So I would expect to weigh a few more pounds in a deep well.

                      Sincerely,

                            William McCormick 

Title: Re: Re: Is gravity stronger or weaker at the bottom of a mine shaft?
Post by: damocles on 23/08/2012 06:02:31
Ellen asked the Naked Scientists:
   
Is gravity stronger or weaker at the bottom of a mine shaft?

What do you think?


You weigh less on a mountain top, then at sea level.

There is a certain amount of truth that anywhere but at the poles, you are going to weigh slightly less, because of the fact that you are moving at perhaps on average near 1000 feet per second.

This much of the post is quite correct.

More from Will:
Quote
...
Consider that at just a little higher altitude, a satellite moving with the surface of the earth, no longer falls to earth. The difference from Sea level to a high self sustaining orbit really is not that great a distance.

If you look at the ratio, of a 100 pound weight, at sea level weighing 100 pounds, and then at that same weight, weighing nothing or not falling from high orbit. You can get an idea of the harsh, difference a couple of miles makes.

The old no longer taught theory of gravity stated that it was a pushing force, and as an object that creates gravity, like the earth, is bombarded, the gravity increases all the way to the core. Because the particles that are creating gravity are being focused to the core of the earth. Kind of like refraction or light through a lens.


I am afraid that this bit is, once more, nonsense.

A satellite that is "... moving with the surface of the Earth ..." is in a geostationary orbit, 35786 km above the equator, or about 5.5 times the Earth's radius -- hardly qualifies as "... not that great a distance ..." on the scale we are considering.

"... self sustaining orbits ..." are certainly attainable at lower altitudes than this, but only because the satellites are orbiting the earth at speeds much faster than the earth's rotation -- typically they have orbital periods of the order of an hour or two rather than a day.

"... a couple of miles ..." makes a difference of the order of 1 part in 10,000 to the weight of a 100 lb mass (or any other mass for that matter).

There is no "... old, no longer taught theory of gravity ...". The picture of gravity as a push rather than a pull was never taught in any respectable school or university, and Sir Isaac himself described gravity as "a force of attraction".

The idea of gravity arising because of particles that are bombarding masses and focussed on the centre of the earth "... Kind of like refraction of light through a lens ..." is in desperate need of an external link or reference. If it ever existed it has disappeared without trace from the annals of science.

The last bit of Will's post:
Quote
...
So I would expect to weigh a few more pounds in a deep well.

                      Sincerely,

                            William McCormick 



This last bit of the post is most probably correct. We have a lot of evidence for Will's sincerity, and no real reason to doubt it.
Title: Re: Re: Is gravity stronger or weaker at the bottom of a mine shaft?
Post by: imatfaal on 23/08/2012 17:02:23
mod note - William, please stop, or at least make it clear that you are guessing or wildly speculating.  your answers to questions on the main forum have an appearance of certainty which may be very misleading to members who have little training or education in these areas.  I really do not want to have to start shrinking posts which have had a great deal of effort put into them - but if you continue to post nonsense to answers on the main forum I will do so.  please be warned.   
Title: Re: Re: Is gravity stronger or weaker at the bottom of a mine shaft?

SET PROBLEM » Reproduce the forum thread from "If you look" to "we are considering.". The data have no connection to the forum thread.

MATERIAL »
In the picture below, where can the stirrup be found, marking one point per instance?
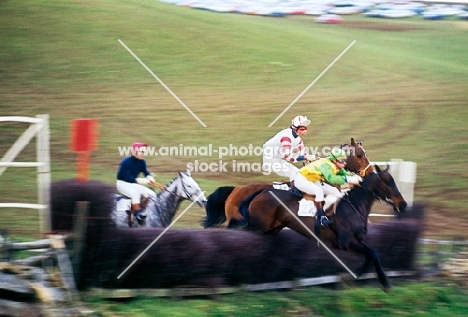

SOLUTION TO THE PROBLEM »
If you look at the ratio, of a 100 pound weight, at sea level weighing 100 pounds, and then at that same weight, weighing nothing or not falling from high orbit. You can get an idea of the harsh, difference a couple of miles makes.

The old no longer taught theory of gravity stated that it was a pushing force, and as an object that creates gravity, like the earth, is bombarded, the gravity increases all the way to the core. Because the particles that are creating gravity are being focused to the core of the earth. Kind of like refraction or light through a lens.


I am afraid that this bit is, once more, nonsense.

A satellite that is "... moving with the surface of the Earth ..." is in a geostationary orbit, 35786 km above the equator, or about 5.5 times the Earth's radius -- hardly qualifies as "... not that great a distance ..." on the scale we are considering.